[Given exercise]: Set down the final stretch of the data, from the line that holds "Where can you find the fan blade?" through the last line, both included, with pictures left out.

[Supplied information]:
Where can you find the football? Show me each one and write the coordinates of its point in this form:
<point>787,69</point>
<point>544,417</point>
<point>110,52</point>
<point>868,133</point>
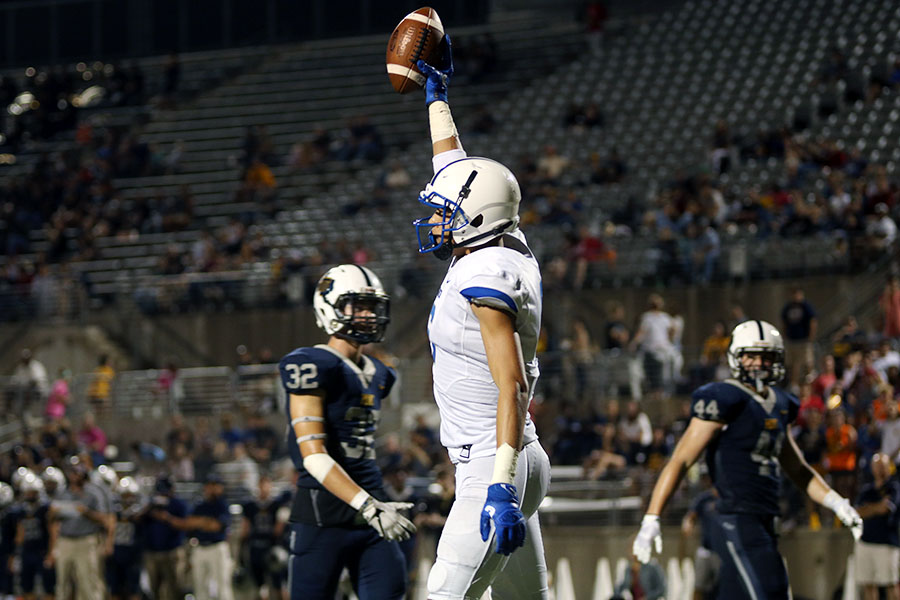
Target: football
<point>418,36</point>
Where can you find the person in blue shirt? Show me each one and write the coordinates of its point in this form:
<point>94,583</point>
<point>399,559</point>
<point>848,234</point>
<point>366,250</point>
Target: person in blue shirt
<point>743,424</point>
<point>262,528</point>
<point>162,541</point>
<point>877,552</point>
<point>211,561</point>
<point>340,517</point>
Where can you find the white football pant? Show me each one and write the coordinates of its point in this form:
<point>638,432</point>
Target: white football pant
<point>465,565</point>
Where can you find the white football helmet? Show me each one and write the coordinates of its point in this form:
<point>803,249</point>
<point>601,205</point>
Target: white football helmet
<point>126,486</point>
<point>55,476</point>
<point>351,303</point>
<point>757,337</point>
<point>480,201</point>
<point>19,476</point>
<point>31,483</point>
<point>105,475</point>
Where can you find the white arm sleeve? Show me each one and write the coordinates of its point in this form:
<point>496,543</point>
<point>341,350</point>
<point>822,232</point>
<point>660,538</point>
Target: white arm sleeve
<point>445,158</point>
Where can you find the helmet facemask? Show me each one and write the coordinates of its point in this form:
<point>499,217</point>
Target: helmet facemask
<point>485,206</point>
<point>362,316</point>
<point>351,303</point>
<point>453,219</point>
<point>771,370</point>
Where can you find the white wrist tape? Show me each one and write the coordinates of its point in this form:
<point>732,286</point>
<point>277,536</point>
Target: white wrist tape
<point>505,464</point>
<point>318,465</point>
<point>359,499</point>
<point>832,500</point>
<point>441,121</point>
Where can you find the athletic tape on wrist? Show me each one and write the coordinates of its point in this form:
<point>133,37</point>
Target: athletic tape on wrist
<point>311,437</point>
<point>505,464</point>
<point>307,420</point>
<point>441,121</point>
<point>832,500</point>
<point>359,499</point>
<point>318,465</point>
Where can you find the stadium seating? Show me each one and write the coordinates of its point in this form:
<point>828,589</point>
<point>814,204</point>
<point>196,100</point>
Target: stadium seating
<point>663,81</point>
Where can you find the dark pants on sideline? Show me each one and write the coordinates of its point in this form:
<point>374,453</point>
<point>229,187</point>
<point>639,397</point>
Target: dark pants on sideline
<point>752,567</point>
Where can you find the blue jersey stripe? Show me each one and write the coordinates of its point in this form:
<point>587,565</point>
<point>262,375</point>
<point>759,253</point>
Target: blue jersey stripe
<point>481,292</point>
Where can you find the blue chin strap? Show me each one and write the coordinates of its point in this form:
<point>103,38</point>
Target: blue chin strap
<point>424,235</point>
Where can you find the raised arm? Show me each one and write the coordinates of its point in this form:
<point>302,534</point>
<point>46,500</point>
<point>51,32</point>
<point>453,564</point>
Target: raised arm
<point>695,439</point>
<point>444,136</point>
<point>806,478</point>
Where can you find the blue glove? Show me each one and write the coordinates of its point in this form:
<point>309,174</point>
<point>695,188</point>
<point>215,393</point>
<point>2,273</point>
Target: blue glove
<point>502,505</point>
<point>437,79</point>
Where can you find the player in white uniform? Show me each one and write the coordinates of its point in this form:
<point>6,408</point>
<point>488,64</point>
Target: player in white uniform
<point>483,330</point>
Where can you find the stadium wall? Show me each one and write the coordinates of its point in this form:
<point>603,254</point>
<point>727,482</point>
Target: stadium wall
<point>206,339</point>
<point>816,560</point>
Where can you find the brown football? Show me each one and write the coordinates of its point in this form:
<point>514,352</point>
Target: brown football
<point>418,36</point>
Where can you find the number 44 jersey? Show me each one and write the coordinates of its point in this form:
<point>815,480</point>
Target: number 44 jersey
<point>743,458</point>
<point>352,404</point>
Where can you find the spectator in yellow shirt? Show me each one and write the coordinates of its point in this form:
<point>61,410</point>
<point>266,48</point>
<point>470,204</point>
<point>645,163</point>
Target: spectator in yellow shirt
<point>101,384</point>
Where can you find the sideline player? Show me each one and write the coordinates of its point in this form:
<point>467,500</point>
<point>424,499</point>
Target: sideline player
<point>743,425</point>
<point>32,539</point>
<point>262,527</point>
<point>339,516</point>
<point>483,328</point>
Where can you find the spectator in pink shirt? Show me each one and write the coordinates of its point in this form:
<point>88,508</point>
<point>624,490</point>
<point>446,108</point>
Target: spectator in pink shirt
<point>59,397</point>
<point>91,435</point>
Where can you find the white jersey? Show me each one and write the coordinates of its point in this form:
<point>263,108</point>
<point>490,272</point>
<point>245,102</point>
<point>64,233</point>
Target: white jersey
<point>465,392</point>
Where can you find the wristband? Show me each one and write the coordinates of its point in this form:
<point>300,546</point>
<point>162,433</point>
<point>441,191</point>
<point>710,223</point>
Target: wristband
<point>505,464</point>
<point>441,121</point>
<point>832,500</point>
<point>318,465</point>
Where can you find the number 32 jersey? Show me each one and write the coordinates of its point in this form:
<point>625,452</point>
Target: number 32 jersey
<point>743,458</point>
<point>352,404</point>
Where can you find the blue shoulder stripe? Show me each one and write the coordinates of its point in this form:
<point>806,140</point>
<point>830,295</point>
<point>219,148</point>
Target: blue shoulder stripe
<point>482,292</point>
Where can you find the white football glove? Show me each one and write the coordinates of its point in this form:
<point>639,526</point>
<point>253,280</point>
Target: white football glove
<point>846,513</point>
<point>647,537</point>
<point>385,518</point>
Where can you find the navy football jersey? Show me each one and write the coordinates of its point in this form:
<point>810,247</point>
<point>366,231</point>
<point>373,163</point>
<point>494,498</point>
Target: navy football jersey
<point>262,518</point>
<point>33,518</point>
<point>353,396</point>
<point>129,537</point>
<point>743,458</point>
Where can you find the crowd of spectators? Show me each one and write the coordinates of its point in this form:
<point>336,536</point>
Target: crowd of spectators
<point>825,190</point>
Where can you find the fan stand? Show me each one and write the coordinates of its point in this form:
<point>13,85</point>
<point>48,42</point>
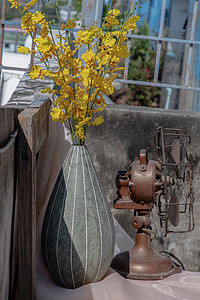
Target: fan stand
<point>142,262</point>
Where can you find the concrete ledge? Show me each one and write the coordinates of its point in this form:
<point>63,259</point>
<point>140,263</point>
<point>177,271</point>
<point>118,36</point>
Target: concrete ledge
<point>117,142</point>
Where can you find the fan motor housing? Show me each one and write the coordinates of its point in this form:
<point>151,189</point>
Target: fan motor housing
<point>141,183</point>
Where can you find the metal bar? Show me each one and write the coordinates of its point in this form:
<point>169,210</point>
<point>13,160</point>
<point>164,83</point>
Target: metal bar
<point>164,39</point>
<point>4,22</point>
<point>159,45</point>
<point>2,29</point>
<point>69,6</point>
<point>129,46</point>
<point>12,68</point>
<point>189,61</point>
<point>165,85</point>
<point>10,142</point>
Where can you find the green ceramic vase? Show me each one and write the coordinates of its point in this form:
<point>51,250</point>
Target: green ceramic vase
<point>78,233</point>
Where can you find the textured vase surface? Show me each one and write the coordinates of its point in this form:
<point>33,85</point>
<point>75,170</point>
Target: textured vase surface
<point>78,232</point>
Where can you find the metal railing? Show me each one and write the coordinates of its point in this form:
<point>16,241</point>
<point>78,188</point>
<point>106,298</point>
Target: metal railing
<point>159,39</point>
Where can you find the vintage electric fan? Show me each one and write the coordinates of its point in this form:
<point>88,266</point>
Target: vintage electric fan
<point>165,183</point>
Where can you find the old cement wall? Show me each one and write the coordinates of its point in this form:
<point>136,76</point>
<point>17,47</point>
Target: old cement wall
<point>117,142</point>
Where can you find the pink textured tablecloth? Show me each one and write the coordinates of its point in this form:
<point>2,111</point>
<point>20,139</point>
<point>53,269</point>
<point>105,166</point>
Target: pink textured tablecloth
<point>183,286</point>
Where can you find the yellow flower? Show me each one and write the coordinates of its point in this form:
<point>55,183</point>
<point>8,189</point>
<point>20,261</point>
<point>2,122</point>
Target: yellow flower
<point>85,77</point>
<point>15,3</point>
<point>28,24</point>
<point>87,36</point>
<point>47,90</point>
<point>56,113</point>
<point>114,12</point>
<point>99,120</point>
<point>35,72</point>
<point>130,24</point>
<point>38,17</point>
<point>23,50</point>
<point>111,21</point>
<point>70,24</point>
<point>89,57</point>
<point>109,40</point>
<point>121,51</point>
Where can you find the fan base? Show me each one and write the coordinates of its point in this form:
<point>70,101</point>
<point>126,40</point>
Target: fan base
<point>142,263</point>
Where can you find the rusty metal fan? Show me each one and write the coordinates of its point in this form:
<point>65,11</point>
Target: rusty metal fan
<point>173,154</point>
<point>165,183</point>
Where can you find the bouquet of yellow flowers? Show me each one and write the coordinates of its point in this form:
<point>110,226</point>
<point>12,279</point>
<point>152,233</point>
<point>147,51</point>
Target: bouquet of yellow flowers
<point>79,83</point>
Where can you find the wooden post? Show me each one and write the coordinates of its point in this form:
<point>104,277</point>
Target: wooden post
<point>33,125</point>
<point>8,124</point>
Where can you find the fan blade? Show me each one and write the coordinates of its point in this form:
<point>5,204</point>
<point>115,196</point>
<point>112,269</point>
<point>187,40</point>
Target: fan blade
<point>174,210</point>
<point>175,151</point>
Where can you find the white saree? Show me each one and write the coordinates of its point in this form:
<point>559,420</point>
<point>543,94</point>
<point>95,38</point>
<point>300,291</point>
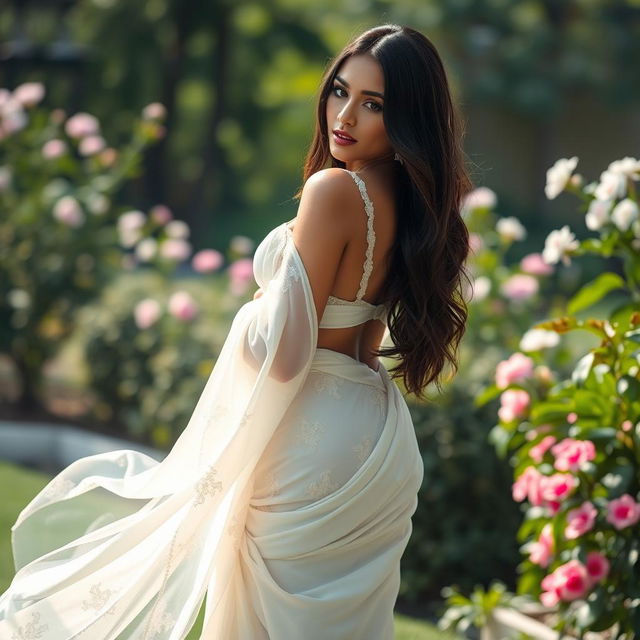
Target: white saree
<point>285,504</point>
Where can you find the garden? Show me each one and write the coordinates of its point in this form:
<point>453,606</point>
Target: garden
<point>121,268</point>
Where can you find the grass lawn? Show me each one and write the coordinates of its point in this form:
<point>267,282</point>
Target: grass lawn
<point>20,485</point>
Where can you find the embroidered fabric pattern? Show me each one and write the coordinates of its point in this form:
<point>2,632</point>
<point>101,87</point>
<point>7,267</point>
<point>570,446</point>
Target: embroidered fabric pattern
<point>371,236</point>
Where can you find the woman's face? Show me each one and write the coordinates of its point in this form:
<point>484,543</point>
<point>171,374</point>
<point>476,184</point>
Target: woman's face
<point>355,106</point>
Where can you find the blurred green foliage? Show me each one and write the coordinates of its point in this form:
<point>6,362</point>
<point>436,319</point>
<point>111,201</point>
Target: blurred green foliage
<point>239,79</point>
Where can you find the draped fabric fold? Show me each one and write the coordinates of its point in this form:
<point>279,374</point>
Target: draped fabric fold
<point>120,546</point>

[Answer to this problem]:
Where can you find the fan blade? Show me each one and write the coordinates of its point in this form:
<point>5,204</point>
<point>115,196</point>
<point>112,269</point>
<point>187,40</point>
Target: fan blade
<point>174,210</point>
<point>175,151</point>
Where can you find the white saree? Show me each one and write the coordinates of its point in this form:
<point>559,420</point>
<point>543,94</point>
<point>95,38</point>
<point>300,291</point>
Target: white saree
<point>285,504</point>
Where can you find the garden? Show me each one and write the coordinates of its point in this form:
<point>453,606</point>
Target: garden
<point>121,268</point>
Where can you find the grass lawn? Show me each one and write the coordinates of its point in this form:
<point>267,282</point>
Target: grass lawn
<point>20,485</point>
Where can you find the embroidered fabric pattern? Show me each one and write the coordinates of its point in this form:
<point>2,632</point>
<point>101,87</point>
<point>7,267</point>
<point>570,446</point>
Target: embroidered fabric pattern
<point>371,236</point>
Where can you find the woman's face? Show me each one and write the coordinates of its point in this form:
<point>484,543</point>
<point>171,374</point>
<point>476,184</point>
Target: woman's face
<point>355,106</point>
Where can you find the blurred green foliage? Show me each one and write the coordinates of its point in this form:
<point>6,362</point>
<point>436,319</point>
<point>111,201</point>
Target: blurred green foliage
<point>239,79</point>
Where can you find the draped fabric fold? Show me each one and write the coordinates of its point in this form:
<point>279,374</point>
Target: draped fabric fold
<point>120,546</point>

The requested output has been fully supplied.